■ TASK REQUIREMENTS
Without changing a single word, set down all of the records.

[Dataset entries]
Content starts

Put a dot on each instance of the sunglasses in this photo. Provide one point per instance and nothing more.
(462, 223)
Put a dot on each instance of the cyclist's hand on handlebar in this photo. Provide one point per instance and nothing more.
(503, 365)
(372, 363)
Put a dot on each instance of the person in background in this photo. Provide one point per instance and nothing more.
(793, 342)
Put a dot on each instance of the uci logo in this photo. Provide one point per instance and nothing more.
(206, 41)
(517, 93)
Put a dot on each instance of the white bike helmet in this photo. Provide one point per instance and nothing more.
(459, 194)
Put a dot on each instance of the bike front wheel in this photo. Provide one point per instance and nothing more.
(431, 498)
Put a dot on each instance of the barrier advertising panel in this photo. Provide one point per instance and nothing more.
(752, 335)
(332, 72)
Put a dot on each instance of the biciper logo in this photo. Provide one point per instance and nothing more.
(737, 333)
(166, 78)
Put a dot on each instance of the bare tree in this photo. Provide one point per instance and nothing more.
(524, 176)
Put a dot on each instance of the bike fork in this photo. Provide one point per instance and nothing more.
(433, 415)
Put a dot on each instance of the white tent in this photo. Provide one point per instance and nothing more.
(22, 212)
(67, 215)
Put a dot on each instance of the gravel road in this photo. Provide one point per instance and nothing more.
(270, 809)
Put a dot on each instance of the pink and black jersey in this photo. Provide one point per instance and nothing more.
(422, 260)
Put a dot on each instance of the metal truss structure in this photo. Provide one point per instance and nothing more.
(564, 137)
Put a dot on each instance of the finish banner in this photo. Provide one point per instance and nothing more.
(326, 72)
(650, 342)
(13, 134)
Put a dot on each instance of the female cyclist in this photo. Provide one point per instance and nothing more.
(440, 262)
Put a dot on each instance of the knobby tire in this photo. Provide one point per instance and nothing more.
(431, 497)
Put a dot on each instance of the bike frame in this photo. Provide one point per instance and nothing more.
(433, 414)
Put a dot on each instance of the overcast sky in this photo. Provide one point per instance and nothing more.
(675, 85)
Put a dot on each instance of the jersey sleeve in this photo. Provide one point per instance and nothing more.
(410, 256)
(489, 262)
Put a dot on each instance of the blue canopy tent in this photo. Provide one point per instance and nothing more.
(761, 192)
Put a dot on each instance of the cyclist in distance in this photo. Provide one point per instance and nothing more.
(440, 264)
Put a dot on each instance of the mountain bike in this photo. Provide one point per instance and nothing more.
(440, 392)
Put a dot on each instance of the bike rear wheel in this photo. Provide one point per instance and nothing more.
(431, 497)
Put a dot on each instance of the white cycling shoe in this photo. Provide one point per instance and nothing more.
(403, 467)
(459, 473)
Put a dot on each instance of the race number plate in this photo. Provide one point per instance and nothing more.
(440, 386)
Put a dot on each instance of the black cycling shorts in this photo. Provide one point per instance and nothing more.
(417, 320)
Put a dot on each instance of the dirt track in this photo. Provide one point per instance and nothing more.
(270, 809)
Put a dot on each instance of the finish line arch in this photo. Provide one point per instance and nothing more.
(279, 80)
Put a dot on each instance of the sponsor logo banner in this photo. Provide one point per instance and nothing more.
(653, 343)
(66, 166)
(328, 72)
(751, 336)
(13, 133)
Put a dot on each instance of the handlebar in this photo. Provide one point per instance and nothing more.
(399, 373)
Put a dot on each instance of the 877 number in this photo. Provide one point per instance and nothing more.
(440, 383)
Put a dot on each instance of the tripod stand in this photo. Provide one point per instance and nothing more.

Content ends

■ OUTPUT OF THE TASK
Put a dot on each instance of the sunglasses in this photo. Provide one point per instance and nothing more.
(462, 223)
Put a dot on each instance of the cyclist's hand on handlebar in this photo. Provide one point per instance and nothing more.
(503, 365)
(372, 363)
Put a dot on each instance of the person in background in this photo. Provide one point per instance and nothing more.
(793, 342)
Put a dot on each instance of the uci logo in this photo. Provide one point per instance and nothing more.
(206, 41)
(517, 93)
Put a dot on each instance of the white bike helmet in this photo. Provide one point per instance and nothing more.
(459, 194)
Put a dot on each instance of the bike front wheel in this photo. Provide one point per instance and nothing more.
(431, 498)
Put a dot on each instance of the barrier advertising panel in this photo. Provide one point per instance and nothing more.
(752, 335)
(332, 72)
Put a dot on each instance of the biciper logo in this photo. Provide one point per instance and nothing more.
(737, 333)
(166, 78)
Put a dot on each instance of the bare tree in this photo. Provide one point per instance and nothing more.
(524, 176)
Put a dot on each instance of the bike fork in this photo. Provide one point per instance and nothing more.
(433, 415)
Put a dot on each instance of the white tent in this photo. Provide one point per instance and nothing more.
(22, 212)
(67, 215)
Put a dot on each instance of the gravel road in this photo. Provide one point per instance and nothing more.
(270, 809)
Put a dot on each instance of the pink and black jersey in this photo. Provide one point per instance and nothing more.
(422, 260)
Put a dot on each instance of the metal truss structure in this photo. Provide one point per instance and nothing more.
(564, 137)
Put a dot on each instance of the finish banner in this photo. Provide one point per instance and nothing more.
(326, 72)
(650, 342)
(13, 134)
Put a dot on each instance of the female cyclist in this photo. Provide one point per instance and nothing more.
(440, 262)
Put a dot on each instance of the knobby tire in this photo. Provide one point per instance and nothing more.
(431, 497)
Put a dot on each instance of the bike frame in this photo. Provide one point per instance and nothing more.
(433, 414)
Put a dot on each instance of the overcast sky in this photo. Provide one point per instance and nothing more.
(675, 85)
Put a dot on each instance of the jersey sleeve in this photo. Provide one point per instance and nothing more.
(410, 256)
(489, 262)
Put a dot on each instance of the blue canopy tent in this photo. Provide one point per instance and nothing more.
(761, 192)
Put a dot on each instance of the cyclist in distance in this photo. Provide one point per instance and nothing more.
(440, 264)
Put a dot on each instance of the mountain bike in this photo. Provide one point per instance and nothing more.
(440, 392)
Put a dot on each instance of the bike rear wheel in this photo. Provide one point per instance and nothing more.
(431, 497)
Put a dot on each instance of the white cycling shoe in this photo. Provide one point per instance and nothing more.
(403, 467)
(459, 473)
Put a dot on each instance of the race number plate in this photo. Provide one point per instance and nothing more.
(440, 386)
Put a dot on each instance of the black cycling shorts in this photo. Provide one point per instance and nothing more.
(417, 320)
Put a dot on each instance of the dirt track in this photo. Provide one point per instance and nothing more.
(270, 809)
Put a dot on each instance of the finish line arch in this photo. Provide one point per instance and nothing more.
(279, 80)
Put a dot on each instance of the sponsor logo banner in this photo. Provide one point per instance and nothing more.
(653, 343)
(66, 166)
(328, 72)
(751, 336)
(13, 133)
Put a dot on each instance of the handlebar in this photo. Provide one point per instance and nothing more.
(399, 373)
Put a dot on each instance of the 877 number in this photo. Provide one point per instance and nothing more.
(440, 383)
Put a dot on each instance of the tripod stand in this photo. Provide one point per instance and nothing more.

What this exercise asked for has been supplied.